Task =>
Render every entry verbatim.

* Start *

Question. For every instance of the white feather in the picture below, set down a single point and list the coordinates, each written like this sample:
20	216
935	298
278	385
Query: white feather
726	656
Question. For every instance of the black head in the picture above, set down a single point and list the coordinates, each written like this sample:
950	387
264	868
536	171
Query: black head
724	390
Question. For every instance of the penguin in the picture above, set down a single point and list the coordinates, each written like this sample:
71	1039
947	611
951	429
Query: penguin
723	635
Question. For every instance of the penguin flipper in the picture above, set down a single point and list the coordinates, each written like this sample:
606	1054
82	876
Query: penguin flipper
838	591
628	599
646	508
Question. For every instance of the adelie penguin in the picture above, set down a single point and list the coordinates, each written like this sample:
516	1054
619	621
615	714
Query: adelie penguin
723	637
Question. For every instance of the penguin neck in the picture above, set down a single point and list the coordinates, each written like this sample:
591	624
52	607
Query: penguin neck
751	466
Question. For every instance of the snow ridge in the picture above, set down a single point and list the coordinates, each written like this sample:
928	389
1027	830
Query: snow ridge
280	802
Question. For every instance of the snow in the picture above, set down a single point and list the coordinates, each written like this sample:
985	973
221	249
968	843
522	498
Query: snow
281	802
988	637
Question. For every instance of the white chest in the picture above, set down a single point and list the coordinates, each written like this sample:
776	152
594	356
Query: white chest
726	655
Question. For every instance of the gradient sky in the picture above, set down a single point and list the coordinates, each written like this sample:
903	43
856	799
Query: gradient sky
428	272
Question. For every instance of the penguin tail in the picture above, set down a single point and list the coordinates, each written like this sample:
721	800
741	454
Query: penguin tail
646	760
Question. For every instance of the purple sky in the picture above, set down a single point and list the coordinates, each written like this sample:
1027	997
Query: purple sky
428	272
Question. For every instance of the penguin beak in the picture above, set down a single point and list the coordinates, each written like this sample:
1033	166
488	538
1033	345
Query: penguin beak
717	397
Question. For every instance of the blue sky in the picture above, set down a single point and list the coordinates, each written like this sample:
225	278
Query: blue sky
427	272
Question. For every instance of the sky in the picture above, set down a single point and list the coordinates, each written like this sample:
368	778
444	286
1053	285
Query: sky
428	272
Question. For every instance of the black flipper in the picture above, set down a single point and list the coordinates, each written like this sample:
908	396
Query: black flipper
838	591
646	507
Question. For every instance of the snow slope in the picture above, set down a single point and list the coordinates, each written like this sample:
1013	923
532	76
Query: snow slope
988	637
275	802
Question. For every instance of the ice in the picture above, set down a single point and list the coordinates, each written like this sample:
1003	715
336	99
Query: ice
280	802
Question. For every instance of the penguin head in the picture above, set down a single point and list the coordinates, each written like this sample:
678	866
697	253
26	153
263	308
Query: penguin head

* End *

Full response =>
Question. For every instance of the white feather in the picture below, set down a single point and list the coordinates, each written like this sample:
20	216
935	298
278	385
Query: white feather
726	656
Question. For every instance of the black head in the picture above, set down a single point and list the coordinates, each written like this sample:
950	387
264	868
536	171
Query: black head
724	390
Question. For every instance of the penguin in the picture above, set down a single point and list the coordinates, each written like this sample:
71	1039
947	611
951	429
Query: penguin
723	635
Question. For every instance of the penguin flipper in the picture above, set down a single point and list the coordinates, each written like this sample:
606	1054
82	876
Query: penguin flipper
838	591
628	599
646	508
Question. For every instance of the adelie penguin in the picture above, set down a single point and list the coordinates, each written like this sample:
516	1054
619	621
615	714
Query: adelie penguin
723	637
Question. For every instance of the penguin neck in the picture above, set down a single point and list the coordinates, each written like this sample:
591	624
52	607
Query: penguin neck
751	466
Question. For every instance of the snow ridge in the picture above, set down a single point and list the coordinates, each written like this sample:
928	389
1027	830
Query: snow ridge
280	802
Question. For every instance of the snow in the picture above, set down a single point and list the coordinates, each written like this sample:
985	973
221	249
968	843
522	498
Query: snow
281	802
988	637
Question. For every instance of the white chest in the picture above, set down a single point and list the coordinates, each written like this sample:
776	152
594	356
Query: white chest
726	655
Question. For every instance of the gradient sky in the picture above, set down a single point and list the coordinates, each written like this sample:
903	43
856	799
Query: gradient sky
428	272
Question. For every instance of the penguin tail in the picture above, set down a single point and list the coordinates, each written like this sample:
721	800
741	454
Query: penguin tail
646	760
Question. For every instance of the purple sky in the picture above, set down a single point and list the coordinates, each written like this sample:
1027	997
Query: purple sky
428	272
Question. For every instance of the penguin beak in the picture above, set down a single point and list the coordinates, each written like this sample:
1033	166
488	538
1033	345
Query: penguin beak
717	397
Question. For every instance of the blue sky in the picture above, set down a single point and list the coordinates, each written like this sample:
225	278
Query: blue sky
427	272
Question. For every instance of the sky in the picture above, set down a single point and list the coordinates, each written like this sample:
368	778
444	286
1053	285
Query: sky
428	272
Question. For every instance of the black flipper in the picture above, set down a single point and list the coordinates, each written like this sample:
908	396
Query: black flipper
838	591
646	507
Question. For every instance of the snow slope in the picture above, set down a single point and list the coordinates, each written like this sample:
1013	923
532	76
Query: snow slope
988	637
275	802
Question. For every instance of the ice in the picture above, set down a single point and list the coordinates, each written like this sample:
1003	715
336	99
Query: ice
280	802
Question. For every instance of the penguin head in the picture above, set down a single point and list the coordinates, each written like this sample:
678	866
697	253
26	153
263	308
Query: penguin head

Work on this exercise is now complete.